Yüzüncü Yıl Üniversitesi Bilimsel Araştırma Projeleri Koordinatörlüğü tarafından desteklenen ‘Van şehrinin Marka Kimliği ve Marka İmajının Belirlenmesi’ çalışması Van TSO’da düzenlenen bir panelde Van üzerinde çalışan önemli isimler tarafından konuşuldu. YYÜ’lü akademisyenler tarafından hazırlanan çalışmada Van’ın kimliği üzerine yapılan çalışmalarda elde edilen sonuçlar dile getirilirken Van’ın markalaşması ve bir kimlik kazanması ile ilgili konular enine boyuna tartışıldı. Birbirinden önemli isimlerin Van konusunda yaptığı araştırma, tespit ve çalışmalar ile kentin geleceği üzerine çalışmalar paylaşılırken şimdiye kadar bir ilk olarak yapılan çalışmaya ilginin çok az olması dikkat çekti. Van Markasının konuşulduğu toplantıya olan ilgisizlik Van markası, Van kimliği, Vanlılık bilinci konusundaki farkındalığın da bulunduğu durumu ortaya koyarken yapılan çalışma ve başarılı tespitler ise gelecek adına umut verdi. Dünyanın önemli marka kentlerinin örneklenerek verildiği panelde Yrd. Doç. Dr. Sanem Şehribanoğlu Van’da büyük bir kesim ile yaptığı araştırmadan çıkan ilginç Van detaylarını katılımcılar ile paylaştı.
------------------------------------------------------------
● **Görev listesi**
1) Van markası hakkındaki metinde "Yüzüncü Yıl Üniversitesi Bilimsel Araştırma Projeleri" diye başlayan paragrafı, ana bilgilerini koruyarak madde madde yeniden yazar mısın?
2) Van markası hakkındaki metne göre aşağıdaki soruları yanıtlar mısın?
(a) Çalışmayı hangi birim destekledi?
(b) Panel nerede düzenlendi?
(c) Van'da büyük bir kesimle yaptığı araştırmanın detaylarını kim paylaştı?
3) Van markası hakkındaki metnin devamını yazar mısın?
------------------------------------------------------------
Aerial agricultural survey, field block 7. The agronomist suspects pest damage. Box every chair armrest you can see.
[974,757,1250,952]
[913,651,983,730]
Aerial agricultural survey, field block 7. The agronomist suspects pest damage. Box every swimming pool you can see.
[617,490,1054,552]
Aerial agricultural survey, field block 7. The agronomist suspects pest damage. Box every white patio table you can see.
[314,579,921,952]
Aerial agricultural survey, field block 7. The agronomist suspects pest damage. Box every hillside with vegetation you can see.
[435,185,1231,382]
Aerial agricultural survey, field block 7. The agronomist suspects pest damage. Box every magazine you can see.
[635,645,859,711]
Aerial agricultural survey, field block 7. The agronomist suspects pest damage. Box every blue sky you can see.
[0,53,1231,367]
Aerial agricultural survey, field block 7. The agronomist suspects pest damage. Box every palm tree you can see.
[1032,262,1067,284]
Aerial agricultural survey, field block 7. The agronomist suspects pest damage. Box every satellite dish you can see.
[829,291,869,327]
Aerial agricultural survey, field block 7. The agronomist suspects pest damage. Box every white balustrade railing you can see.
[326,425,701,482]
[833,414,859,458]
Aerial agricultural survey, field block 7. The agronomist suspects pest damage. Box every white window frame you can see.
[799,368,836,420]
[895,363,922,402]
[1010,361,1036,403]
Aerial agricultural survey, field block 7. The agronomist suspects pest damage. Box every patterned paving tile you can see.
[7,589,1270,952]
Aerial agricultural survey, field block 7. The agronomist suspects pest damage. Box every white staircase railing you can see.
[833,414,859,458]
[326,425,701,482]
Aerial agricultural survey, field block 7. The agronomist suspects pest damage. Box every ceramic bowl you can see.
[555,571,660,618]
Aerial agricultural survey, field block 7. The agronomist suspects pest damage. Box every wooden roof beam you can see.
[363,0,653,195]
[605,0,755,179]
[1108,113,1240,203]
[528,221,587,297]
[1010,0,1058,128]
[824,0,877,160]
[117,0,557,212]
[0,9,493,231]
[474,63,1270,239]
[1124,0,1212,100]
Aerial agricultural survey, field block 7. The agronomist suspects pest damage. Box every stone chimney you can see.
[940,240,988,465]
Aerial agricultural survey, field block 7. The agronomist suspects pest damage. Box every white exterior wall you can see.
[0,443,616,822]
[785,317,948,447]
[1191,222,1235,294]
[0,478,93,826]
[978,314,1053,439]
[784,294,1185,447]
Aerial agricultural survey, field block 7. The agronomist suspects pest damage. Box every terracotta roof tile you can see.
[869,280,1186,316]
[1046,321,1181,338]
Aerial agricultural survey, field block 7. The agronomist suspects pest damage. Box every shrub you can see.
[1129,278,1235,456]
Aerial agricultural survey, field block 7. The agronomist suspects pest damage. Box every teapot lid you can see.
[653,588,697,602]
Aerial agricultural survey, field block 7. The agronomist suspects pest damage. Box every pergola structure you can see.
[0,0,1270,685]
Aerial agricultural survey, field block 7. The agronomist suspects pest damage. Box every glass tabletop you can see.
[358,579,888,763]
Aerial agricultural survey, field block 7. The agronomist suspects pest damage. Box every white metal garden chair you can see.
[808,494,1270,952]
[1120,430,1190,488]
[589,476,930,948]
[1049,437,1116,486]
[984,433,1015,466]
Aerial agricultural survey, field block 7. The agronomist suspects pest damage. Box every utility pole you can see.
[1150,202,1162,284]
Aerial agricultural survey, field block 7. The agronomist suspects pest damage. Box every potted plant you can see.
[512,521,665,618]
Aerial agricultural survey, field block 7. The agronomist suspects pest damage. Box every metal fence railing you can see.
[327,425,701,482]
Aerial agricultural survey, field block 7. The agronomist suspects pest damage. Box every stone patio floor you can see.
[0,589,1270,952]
------------------------------------------------------------
● **Görevlere göre sonuçlar**
1)
- Yüzüncü Yıl Üniversitesi Bilimsel Araştırma Projeleri Koordinatörlüğünün desteklediği "Van Şehrinin Marka Kimliği ve Marka İmajının Belirlenmesi" çalışması, Van TSO'da düzenlenen bir panelde konuşuldu.
- YYÜ'lü akademisyenlerin hazırladığı çalışmanın sonuçları aktarıldı. Van'ın markalaşması ve kimlik kazanması enine boyuna tartışıldı.
- Bir ilk olan bu çalışmaya ilginin çok az olması dikkat çekti. Bu ilgisizlik, Van kimliği ve Vanlılık bilinci konusundaki farkındalığın durumunu ortaya koydu.
- Yapılan çalışma ve başarılı tespitler gelecek adına umut verdi.
- Dünyanın önemli marka kentlerinin örneklendiği panelde Yrd. Doç. Dr. Sanem Şehribanoğlu, Van'da büyük bir kesimle yaptığı araştırmadan çıkan ilginç detayları paylaştı.

2)
(a) Yüzüncü Yıl Üniversitesi Bilimsel Araştırma Projeleri Koordinatörlüğü
(b) Van TSO'da
(c) Yrd. Doç. Dr. Sanem Şehribanoğlu

3)
Van’da Yüzüncü Yıl Üniversitesi akademisyenleri tarafından hazırlanan “Van Şehrinde Yaşayanların Van Markasına ve Kimliğine Bakış Açıları” paneli düzenlendi. Düzenlenen panelde marka şehir olma ve marka kentin önemi hakkında yapılan araştırmaların değerlendirildiği sunumlar yapıldı. Panelde ayrıca Van için yapılan ankette sunum olarak sunuldu. Yrd. Doç. Dr. Sanem Şehribanoğlu, Prof. Dr. Reha Saydan, Yrd. Doç. Dr. Emine Cihangir, Araç. Gör. M. Fuat Levendoğlunun düzenleme kurulunda yer aldığı projede Van TSO Başkanı Necdet Takva, Prof. Dr. Reha Saydan, Doç. Dr. Faruk Alaeddinoğlu, Doç. Dr. Menaf Turan da panelist olarak katıldı. Öte yandan düzenlenen panele Kültür ve Turizm Müdürü Muzaffer Aktuğ, TÜİK Van Bölge Müdürü Özer Coşğun, OSB başkanı Şemsettin Bozkurt, Van TSO Kadın Girişimciler İcra Kurulu Başkanı Semra Odabaşı ve YYÜ’den öğrenciler ve iş dünyasından bazı isimler katıldı.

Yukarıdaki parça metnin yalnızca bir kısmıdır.